▶ _PROVIDED DATA_:
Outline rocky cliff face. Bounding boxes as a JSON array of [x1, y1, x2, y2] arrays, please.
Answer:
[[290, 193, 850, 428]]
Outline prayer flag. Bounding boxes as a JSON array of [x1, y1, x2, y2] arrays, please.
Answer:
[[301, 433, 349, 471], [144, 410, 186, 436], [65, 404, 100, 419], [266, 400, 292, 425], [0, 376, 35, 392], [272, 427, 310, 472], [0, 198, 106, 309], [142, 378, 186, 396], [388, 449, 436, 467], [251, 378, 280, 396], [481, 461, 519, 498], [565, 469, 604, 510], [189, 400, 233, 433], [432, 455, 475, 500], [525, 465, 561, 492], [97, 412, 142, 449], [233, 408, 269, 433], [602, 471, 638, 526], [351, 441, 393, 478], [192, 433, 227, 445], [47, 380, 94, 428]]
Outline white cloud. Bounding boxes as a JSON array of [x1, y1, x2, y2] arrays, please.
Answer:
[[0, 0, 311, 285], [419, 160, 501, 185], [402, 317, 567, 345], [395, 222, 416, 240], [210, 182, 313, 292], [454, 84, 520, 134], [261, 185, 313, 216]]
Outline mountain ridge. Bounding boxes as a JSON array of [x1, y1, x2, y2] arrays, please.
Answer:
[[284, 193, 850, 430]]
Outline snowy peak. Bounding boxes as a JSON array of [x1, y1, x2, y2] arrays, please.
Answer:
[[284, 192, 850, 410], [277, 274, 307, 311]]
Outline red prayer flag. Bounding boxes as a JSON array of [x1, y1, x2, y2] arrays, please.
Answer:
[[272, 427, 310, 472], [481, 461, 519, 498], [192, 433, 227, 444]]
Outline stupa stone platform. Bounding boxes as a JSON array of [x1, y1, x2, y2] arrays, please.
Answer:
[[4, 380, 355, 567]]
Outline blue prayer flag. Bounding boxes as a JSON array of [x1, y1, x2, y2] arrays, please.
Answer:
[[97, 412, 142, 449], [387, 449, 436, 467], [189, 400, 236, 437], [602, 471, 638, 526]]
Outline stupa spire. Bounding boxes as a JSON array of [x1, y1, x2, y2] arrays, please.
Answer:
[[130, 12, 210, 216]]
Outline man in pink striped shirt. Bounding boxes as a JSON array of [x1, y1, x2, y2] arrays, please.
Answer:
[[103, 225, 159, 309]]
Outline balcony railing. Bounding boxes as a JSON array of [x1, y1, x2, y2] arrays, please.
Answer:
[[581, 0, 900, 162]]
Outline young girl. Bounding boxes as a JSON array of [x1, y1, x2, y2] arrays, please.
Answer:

▶ _TASK OBJECTIVE_: Reproduce every one of the items above verbatim.

▶ _FINAL RESULT_:
Outline rocky cliff face. Bounding boxes as a JSON array of [x1, y1, x2, y2] arrays, please.
Answer:
[[290, 193, 850, 428]]
Outline prayer flag. Bounding boxes as a JSON array of [x1, y1, x2, y2] arrays, please.
Answer:
[[301, 433, 349, 471], [144, 410, 186, 436], [65, 404, 100, 419], [266, 400, 292, 425], [0, 376, 35, 392], [272, 427, 310, 472], [0, 198, 106, 309], [142, 378, 186, 396], [388, 449, 436, 467], [251, 378, 280, 396], [481, 461, 519, 498], [565, 469, 604, 510], [189, 400, 233, 433], [432, 455, 475, 500], [525, 465, 561, 492], [97, 412, 142, 449], [233, 408, 269, 433], [602, 471, 638, 526], [351, 441, 393, 478], [192, 433, 227, 445], [47, 380, 94, 428]]
Outline white cloud. Bounding boxes as a JSON array of [x1, y1, x2, y2] arrays, please.
Answer:
[[0, 0, 311, 285], [419, 160, 501, 185], [402, 317, 567, 345], [395, 222, 416, 240], [210, 182, 313, 292], [454, 84, 520, 134], [261, 185, 313, 216]]
Outline mountain ridge. Bounding boxes as a JSON array of [x1, y1, x2, y2] arrays, please.
Answer:
[[284, 193, 850, 430]]
Outline snowy peak. Bounding boxes as a JSON array of [x1, y1, x2, y2] arrays, please.
Answer:
[[284, 192, 850, 410], [277, 274, 307, 311]]
Outline red prayer flag. Bounding boxes as a JSON array of [x1, y1, x2, y2] arrays, please.
Answer:
[[272, 427, 310, 472], [481, 461, 519, 498], [192, 433, 227, 444]]
Outline stupa stone platform. Bounding boxes as a JSON array of [x1, y1, x2, y2] arrays, please.
Answer:
[[4, 380, 355, 567]]
Outline blue prayer flag. Bounding boxes as a JSON array of [x1, y1, x2, y2] arrays, please.
Answer:
[[97, 412, 142, 449], [387, 449, 436, 467], [189, 400, 236, 437], [602, 471, 638, 526]]
Outline stupa spire. Bounding boxes as a JSON array of [x1, y1, x2, y2] arrays, please.
Answer:
[[130, 12, 210, 216]]
Outline man in pink striped shirt. Bounding boxes as a JSON array of [x1, y1, x2, y2] arrays, please.
Answer:
[[103, 225, 159, 309]]
Outline balcony railing. Bounding boxes as a JSON array of [x1, y1, x2, y2] arrays, please.
Answer:
[[581, 0, 900, 162]]
Outline young girl. Bounding boxes as a JSON array of [x1, y1, x2, y2] arrays, please.
Answer:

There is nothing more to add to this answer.